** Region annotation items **
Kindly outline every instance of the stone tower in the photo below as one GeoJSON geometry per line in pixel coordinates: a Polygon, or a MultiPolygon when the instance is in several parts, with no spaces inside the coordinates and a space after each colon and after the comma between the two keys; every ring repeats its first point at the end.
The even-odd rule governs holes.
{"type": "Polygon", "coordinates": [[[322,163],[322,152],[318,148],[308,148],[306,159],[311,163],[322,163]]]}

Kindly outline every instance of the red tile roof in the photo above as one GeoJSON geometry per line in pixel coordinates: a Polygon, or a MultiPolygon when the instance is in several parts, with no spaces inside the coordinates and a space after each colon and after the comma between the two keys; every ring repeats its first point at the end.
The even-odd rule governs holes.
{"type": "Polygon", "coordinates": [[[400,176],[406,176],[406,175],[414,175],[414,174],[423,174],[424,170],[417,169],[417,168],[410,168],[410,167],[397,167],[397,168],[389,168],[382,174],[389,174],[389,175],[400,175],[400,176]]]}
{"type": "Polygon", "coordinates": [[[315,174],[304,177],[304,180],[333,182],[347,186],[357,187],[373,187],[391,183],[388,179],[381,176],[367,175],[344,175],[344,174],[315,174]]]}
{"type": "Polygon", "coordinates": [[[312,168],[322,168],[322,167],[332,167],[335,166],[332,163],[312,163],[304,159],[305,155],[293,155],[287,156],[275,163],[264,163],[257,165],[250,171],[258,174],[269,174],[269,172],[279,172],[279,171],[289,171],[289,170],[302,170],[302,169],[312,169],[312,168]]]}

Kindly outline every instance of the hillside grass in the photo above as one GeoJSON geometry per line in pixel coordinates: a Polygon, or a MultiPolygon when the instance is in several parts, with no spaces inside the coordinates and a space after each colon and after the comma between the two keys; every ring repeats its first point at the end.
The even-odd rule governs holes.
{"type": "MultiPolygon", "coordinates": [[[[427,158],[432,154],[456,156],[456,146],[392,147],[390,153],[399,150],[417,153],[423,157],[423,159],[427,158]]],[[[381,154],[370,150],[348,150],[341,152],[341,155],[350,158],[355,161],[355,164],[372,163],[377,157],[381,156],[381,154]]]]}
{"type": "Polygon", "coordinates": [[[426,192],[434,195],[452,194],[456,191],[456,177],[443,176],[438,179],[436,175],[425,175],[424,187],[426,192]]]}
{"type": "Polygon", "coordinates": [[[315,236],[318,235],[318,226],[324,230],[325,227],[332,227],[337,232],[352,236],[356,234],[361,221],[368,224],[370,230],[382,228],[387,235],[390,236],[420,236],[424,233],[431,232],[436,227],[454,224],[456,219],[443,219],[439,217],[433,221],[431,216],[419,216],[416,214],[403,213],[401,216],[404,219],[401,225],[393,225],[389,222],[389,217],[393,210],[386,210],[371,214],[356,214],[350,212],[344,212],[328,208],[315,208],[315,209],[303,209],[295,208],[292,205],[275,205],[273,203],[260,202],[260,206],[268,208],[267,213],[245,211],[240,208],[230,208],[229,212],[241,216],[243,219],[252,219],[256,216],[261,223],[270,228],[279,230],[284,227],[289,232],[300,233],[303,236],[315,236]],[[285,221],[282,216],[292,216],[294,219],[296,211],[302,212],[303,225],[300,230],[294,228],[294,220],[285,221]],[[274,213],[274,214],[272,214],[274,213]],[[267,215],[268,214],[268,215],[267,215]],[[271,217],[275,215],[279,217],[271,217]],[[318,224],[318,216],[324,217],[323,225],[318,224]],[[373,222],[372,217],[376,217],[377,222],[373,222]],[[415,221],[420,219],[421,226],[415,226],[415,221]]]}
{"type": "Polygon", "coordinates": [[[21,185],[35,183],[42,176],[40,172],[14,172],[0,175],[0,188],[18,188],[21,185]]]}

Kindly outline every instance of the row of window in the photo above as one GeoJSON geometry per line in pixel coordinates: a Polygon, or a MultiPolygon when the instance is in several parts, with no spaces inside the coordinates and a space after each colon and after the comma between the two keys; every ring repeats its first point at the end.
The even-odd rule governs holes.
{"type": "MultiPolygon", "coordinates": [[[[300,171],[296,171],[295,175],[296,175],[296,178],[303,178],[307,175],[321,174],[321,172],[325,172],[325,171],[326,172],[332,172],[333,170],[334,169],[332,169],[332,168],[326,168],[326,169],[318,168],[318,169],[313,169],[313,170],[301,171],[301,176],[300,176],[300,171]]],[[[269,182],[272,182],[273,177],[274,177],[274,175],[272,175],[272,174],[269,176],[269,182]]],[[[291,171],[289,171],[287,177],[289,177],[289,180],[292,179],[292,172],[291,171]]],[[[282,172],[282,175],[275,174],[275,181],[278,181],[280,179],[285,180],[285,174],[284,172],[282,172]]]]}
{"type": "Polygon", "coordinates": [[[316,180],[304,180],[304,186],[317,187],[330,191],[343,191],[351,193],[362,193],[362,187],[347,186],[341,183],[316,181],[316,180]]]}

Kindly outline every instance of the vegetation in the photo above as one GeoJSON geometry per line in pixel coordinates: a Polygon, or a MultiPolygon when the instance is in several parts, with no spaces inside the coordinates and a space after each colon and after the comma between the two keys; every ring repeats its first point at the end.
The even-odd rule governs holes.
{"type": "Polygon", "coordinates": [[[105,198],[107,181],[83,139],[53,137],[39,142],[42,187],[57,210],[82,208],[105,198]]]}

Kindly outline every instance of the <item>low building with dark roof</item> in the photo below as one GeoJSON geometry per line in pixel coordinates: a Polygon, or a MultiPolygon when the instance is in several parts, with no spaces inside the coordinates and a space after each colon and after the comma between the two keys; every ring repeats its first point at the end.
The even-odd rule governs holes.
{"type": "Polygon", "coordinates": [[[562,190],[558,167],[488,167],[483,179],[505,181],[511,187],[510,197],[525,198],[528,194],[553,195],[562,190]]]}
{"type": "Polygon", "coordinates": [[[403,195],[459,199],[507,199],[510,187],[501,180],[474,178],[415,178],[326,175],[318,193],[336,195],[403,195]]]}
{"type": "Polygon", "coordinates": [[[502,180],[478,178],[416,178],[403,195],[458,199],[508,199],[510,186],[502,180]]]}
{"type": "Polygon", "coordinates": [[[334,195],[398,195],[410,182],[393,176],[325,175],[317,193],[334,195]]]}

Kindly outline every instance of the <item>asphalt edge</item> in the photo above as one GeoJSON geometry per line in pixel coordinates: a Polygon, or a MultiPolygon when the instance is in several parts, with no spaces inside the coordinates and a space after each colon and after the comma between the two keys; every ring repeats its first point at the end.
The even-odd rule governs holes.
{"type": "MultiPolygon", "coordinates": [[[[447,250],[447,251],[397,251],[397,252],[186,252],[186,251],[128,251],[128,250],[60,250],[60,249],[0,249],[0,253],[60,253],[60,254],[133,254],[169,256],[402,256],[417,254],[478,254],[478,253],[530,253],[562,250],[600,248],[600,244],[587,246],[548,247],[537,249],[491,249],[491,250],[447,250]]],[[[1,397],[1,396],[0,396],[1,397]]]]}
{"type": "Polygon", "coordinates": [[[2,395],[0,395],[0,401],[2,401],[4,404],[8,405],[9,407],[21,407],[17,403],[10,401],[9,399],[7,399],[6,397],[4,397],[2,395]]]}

** YOUR GOAL **
Reproduce verbatim every line of the listing above, from the line containing "Kindly outline every instance of the <item>asphalt" up to and including the final line of the listing.

** EXERCISE RESPONSE **
Kindly outline every instance of the <item>asphalt edge</item> in the photo above as one GeoJSON geometry per line in pixel coordinates: a Polygon, or a MultiPolygon when the instance is in several parts, with no spaces inside the coordinates and a space after each colon and after the comma between the two keys; every ring repeats its first point at the end.
The even-odd rule governs holes.
{"type": "MultiPolygon", "coordinates": [[[[447,250],[447,251],[397,251],[397,252],[186,252],[186,251],[128,251],[128,250],[60,250],[60,249],[0,249],[0,253],[60,253],[60,254],[133,254],[169,256],[402,256],[417,254],[478,254],[478,253],[530,253],[562,250],[600,248],[600,244],[587,246],[548,247],[537,249],[491,249],[491,250],[447,250]]],[[[1,397],[1,396],[0,396],[1,397]]]]}
{"type": "Polygon", "coordinates": [[[2,395],[0,395],[0,401],[2,401],[4,404],[8,405],[9,407],[21,407],[17,403],[10,401],[9,399],[7,399],[6,397],[4,397],[2,395]]]}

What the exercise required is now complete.